(Box annotation records for images)
====

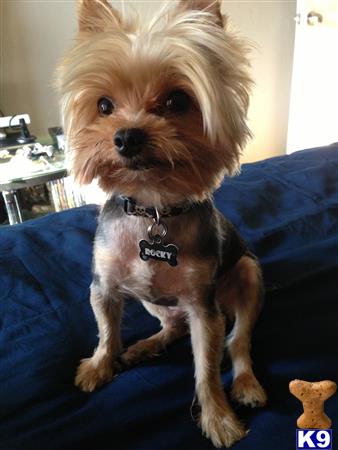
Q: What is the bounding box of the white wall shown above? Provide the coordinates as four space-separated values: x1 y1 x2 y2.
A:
0 0 296 161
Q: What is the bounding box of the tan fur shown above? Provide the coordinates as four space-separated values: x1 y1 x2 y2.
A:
57 0 266 447
58 0 251 202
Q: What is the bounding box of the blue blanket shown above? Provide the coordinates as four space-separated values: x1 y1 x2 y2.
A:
0 145 338 450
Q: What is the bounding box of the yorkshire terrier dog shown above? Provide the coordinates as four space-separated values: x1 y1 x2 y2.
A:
58 0 266 447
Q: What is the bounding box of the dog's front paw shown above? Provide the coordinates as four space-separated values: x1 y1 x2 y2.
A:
200 411 248 448
231 373 267 408
75 357 118 392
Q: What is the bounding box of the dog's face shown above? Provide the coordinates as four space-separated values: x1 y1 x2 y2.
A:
59 0 250 203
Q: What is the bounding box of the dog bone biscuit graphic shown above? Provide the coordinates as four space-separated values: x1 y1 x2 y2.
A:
289 380 337 430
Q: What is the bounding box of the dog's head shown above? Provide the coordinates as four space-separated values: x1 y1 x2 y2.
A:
58 0 250 203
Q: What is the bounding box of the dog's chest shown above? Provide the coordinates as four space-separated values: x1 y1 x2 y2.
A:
95 217 193 301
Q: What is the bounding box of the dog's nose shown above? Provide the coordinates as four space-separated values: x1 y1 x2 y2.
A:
114 128 147 158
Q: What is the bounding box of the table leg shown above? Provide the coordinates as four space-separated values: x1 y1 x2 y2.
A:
2 190 22 225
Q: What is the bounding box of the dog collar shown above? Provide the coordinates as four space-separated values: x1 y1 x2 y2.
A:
115 195 193 220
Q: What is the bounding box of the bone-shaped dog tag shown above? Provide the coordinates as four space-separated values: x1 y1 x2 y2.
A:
139 239 178 266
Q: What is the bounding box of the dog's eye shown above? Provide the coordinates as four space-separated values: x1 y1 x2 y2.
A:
97 97 114 116
165 91 190 112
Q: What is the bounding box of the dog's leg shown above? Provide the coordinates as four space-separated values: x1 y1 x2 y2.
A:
188 292 246 447
75 283 122 392
120 302 188 367
217 256 267 407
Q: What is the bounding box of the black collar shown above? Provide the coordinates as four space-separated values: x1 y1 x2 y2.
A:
115 195 194 219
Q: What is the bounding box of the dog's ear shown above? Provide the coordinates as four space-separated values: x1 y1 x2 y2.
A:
77 0 121 32
178 0 223 26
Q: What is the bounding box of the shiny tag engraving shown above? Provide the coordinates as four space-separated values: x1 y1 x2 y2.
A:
139 239 178 267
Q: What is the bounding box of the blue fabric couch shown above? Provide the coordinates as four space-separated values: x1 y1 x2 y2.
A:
0 145 338 450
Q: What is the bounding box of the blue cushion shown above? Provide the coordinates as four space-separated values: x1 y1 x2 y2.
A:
0 145 338 450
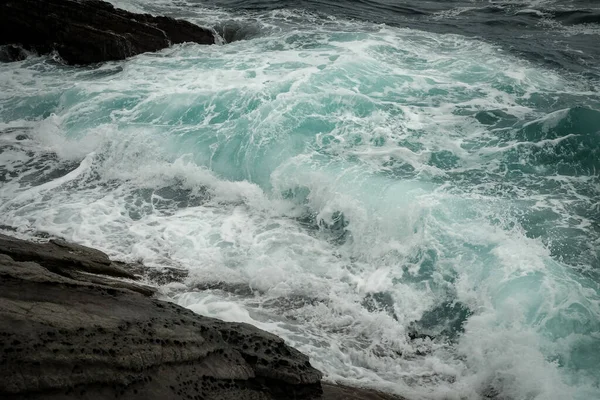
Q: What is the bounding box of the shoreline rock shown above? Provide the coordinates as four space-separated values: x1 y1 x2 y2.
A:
0 0 215 64
0 235 400 400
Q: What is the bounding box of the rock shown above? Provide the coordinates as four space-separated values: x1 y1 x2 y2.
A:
0 0 215 64
0 44 27 62
0 234 136 279
0 235 402 400
322 383 403 400
0 255 321 400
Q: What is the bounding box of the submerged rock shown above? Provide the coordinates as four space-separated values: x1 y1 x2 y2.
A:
0 0 215 64
0 255 321 400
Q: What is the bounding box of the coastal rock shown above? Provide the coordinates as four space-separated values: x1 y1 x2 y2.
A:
0 255 321 400
0 0 215 64
0 235 408 400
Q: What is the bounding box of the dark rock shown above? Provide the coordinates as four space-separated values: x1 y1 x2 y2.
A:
0 0 215 64
322 383 403 400
126 261 189 285
0 44 27 62
0 234 136 279
0 235 408 400
0 255 321 400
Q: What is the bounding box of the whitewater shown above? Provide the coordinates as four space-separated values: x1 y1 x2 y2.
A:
0 0 600 400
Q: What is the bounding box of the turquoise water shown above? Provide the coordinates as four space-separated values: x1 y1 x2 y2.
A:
0 3 600 399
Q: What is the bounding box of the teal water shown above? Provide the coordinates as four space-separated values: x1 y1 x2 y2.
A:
0 3 600 400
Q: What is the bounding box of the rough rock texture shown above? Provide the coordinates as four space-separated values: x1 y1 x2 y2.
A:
0 235 408 400
0 0 215 64
322 383 403 400
0 255 321 400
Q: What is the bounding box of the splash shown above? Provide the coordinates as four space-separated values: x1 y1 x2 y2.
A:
0 3 600 399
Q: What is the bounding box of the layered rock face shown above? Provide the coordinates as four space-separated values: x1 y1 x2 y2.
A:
0 0 215 64
0 234 408 400
0 236 321 400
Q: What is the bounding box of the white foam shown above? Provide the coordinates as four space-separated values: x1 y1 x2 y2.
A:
0 2 600 399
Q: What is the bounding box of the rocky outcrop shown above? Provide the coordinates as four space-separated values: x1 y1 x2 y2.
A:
0 250 321 400
0 0 215 64
0 235 408 400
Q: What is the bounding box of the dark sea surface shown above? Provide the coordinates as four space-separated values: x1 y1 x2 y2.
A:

====

## Directive
Please recast all of the items above as a numbered list with the blank lines omitted. Leave the pictures out of your answer.

## Answer for this exercise
1. Q: What is the bounding box of the white wall shown above? Provide the coordinates as four space-separated values: x1 y1 x2 y2.
2. A:
3. 0 0 296 161
4. Q: What is the bounding box of the tan fur shown above? Provide the coordinates as four space-separated values: x1 y1 x2 y2.
5. A:
6. 57 0 266 447
7. 58 0 251 202
8. Q: What is the bounding box of the blue blanket shown above? Provide the coordinates as four space-separated values: x1 y1 x2 y2.
9. A:
10. 0 145 338 450
11. Q: What is the bounding box of the yorkshire terrier dog shown above? Provide the coordinates as four space-separated values: x1 y1 x2 y2.
12. A:
13. 58 0 266 447
14. Q: What is the bounding box of the dog's front paw shown above? Provide the coordinates as four space-separated values: x1 y1 x2 y2.
15. A:
16. 200 411 248 448
17. 231 373 267 408
18. 75 357 118 392
19. Q: What is the bounding box of the dog's face shown above? Provide the coordinates as four space-separated values: x1 y1 x2 y2.
20. A:
21. 59 0 250 203
22. Q: What is the bounding box of the dog bone biscuit graphic shown above? Provide the coordinates as four space-separated values: x1 y1 x2 y2.
23. A:
24. 289 380 337 430
25. Q: What is the bounding box of the dog's head shown above? Provide the coordinates as four space-separated values: x1 y1 x2 y2.
26. A:
27. 58 0 250 203
28. Q: What is the bounding box of the dog's chest shown above? Provide the coordinates as four space-separated values: x1 y1 x2 y2.
29. A:
30. 95 217 193 301
31. Q: What is the bounding box of the dog's nose shown above? Provide the coordinates as four space-separated values: x1 y1 x2 y2.
32. A:
33. 114 128 147 158
34. Q: What is the bounding box of the table leg shown above? Provide the coordinates as four space-separated values: x1 y1 x2 y2.
35. A:
36. 2 190 22 225
37. Q: What is the bounding box of the dog collar shown above? Provide the coordinates as four space-separated values: x1 y1 x2 y2.
38. A:
39. 115 195 193 220
40. Q: What is the bounding box of the bone-shaped dog tag shown above? Provide the coordinates as four space-separated values: x1 y1 x2 y2.
41. A:
42. 139 239 178 266
43. Q: What is the bounding box of the dog's eye shown above? Provide the coordinates as four space-separated values: x1 y1 x2 y2.
44. A:
45. 97 97 114 116
46. 165 91 190 112
47. Q: What is the bounding box of the dog's leg shown above? Provide the coordinates as four space-separated values: x1 y1 x2 y2.
48. A:
49. 188 292 246 447
50. 75 283 122 392
51. 120 302 188 367
52. 217 256 267 407
53. Q: What is the bounding box of the black collar shown above? Provide the coordinates as four space-separated values: x1 y1 x2 y2.
54. A:
55. 115 195 194 219
56. Q: What is the bounding box of the dog's ear shown above? Provide the coordinates as four space-separated values: x1 y1 x2 y2.
57. A:
58. 77 0 121 32
59. 178 0 223 26
60. Q: What is the bounding box of the shiny tag engraving shown above? Provide the coordinates as four space-separated values: x1 y1 x2 y2.
61. A:
62. 139 239 178 267
63. Q: What is the bounding box of the blue fabric couch shown above? Provide the coordinates as four space-separated values: x1 y1 x2 y2.
64. A:
65. 0 145 338 450
66. Q: What is the bounding box of the blue cushion shown above? Provide the coordinates as four space-separated values: x1 y1 x2 y2.
67. A:
68. 0 145 338 450
69. Q: What is the bounding box of the shoreline rock shown above? Provide the coordinates as four space-separated values: x1 y1 x2 y2.
70. A:
71. 0 0 215 64
72. 0 235 400 400
73. Q: What is the bounding box of the rock shown above? Provide the coordinates as four space-separated values: x1 y1 x2 y2.
74. A:
75. 0 0 215 64
76. 0 44 27 62
77. 0 234 136 279
78. 0 235 402 400
79. 322 383 403 400
80. 0 255 321 400
81. Q: What is the bounding box of the submerged rock shown above? Provide the coordinates as four space-separated values: x1 y1 x2 y2.
82. A:
83. 0 0 215 64
84. 0 255 321 400
85. Q: What is the bounding box of the coastal rock shown above? Provide the coordinates as four space-separated values: x1 y1 x2 y2.
86. A:
87. 0 255 321 400
88. 0 0 215 64
89. 0 235 408 400
90. Q: What is the bounding box of the dark rock shown above? Provide the coordinates as four space-separated values: x1 y1 x2 y2.
91. A:
92. 0 0 215 64
93. 322 383 403 400
94. 126 261 189 285
95. 0 44 27 62
96. 0 234 136 279
97. 0 235 408 400
98. 0 255 321 400
99. Q: What is the bounding box of the whitewater shown above? Provide the coordinates as four space-separated values: x1 y1 x2 y2.
100. A:
101. 0 0 600 400
102. Q: What is the bounding box of the turquoise water shown above? Provide the coordinates as four space-separated values: x1 y1 x2 y2.
103. A:
104. 0 3 600 399
105. Q: What is the bounding box of the teal water shown above? Provide the coordinates as four space-separated values: x1 y1 x2 y2.
106. A:
107. 0 3 600 400
108. Q: What is the bounding box of the rough rock texture shown above? Provide the coordinates as four space-separated values: x1 y1 x2 y2.
109. A:
110. 0 235 408 400
111. 0 0 215 64
112. 322 383 403 400
113. 0 255 321 400
114. Q: What is the bounding box of the splash shown above? Provide the coordinates as four space-separated values: x1 y1 x2 y2.
115. A:
116. 0 3 600 399
117. Q: What is the bounding box of the layered rock face shown above? Provide the coordinates as four space-separated values: x1 y1 x2 y2.
118. A:
119. 0 0 215 64
120. 0 234 408 400
121. 0 236 321 400
122. Q: What is the bounding box of the white foam shown above? Provide the coordinates as four space-separated values: x1 y1 x2 y2.
123. A:
124. 0 2 600 399
125. Q: What is the bounding box of the rocky outcrop shown above? Provide the coordinates as four space-separated values: x1 y1 x2 y2.
126. A:
127. 0 250 321 400
128. 0 0 215 64
129. 0 235 408 400
130. Q: What is the bounding box of the dark sea surface shown above? Provide the coordinates as four space-separated values: x1 y1 x2 y2.
131. A:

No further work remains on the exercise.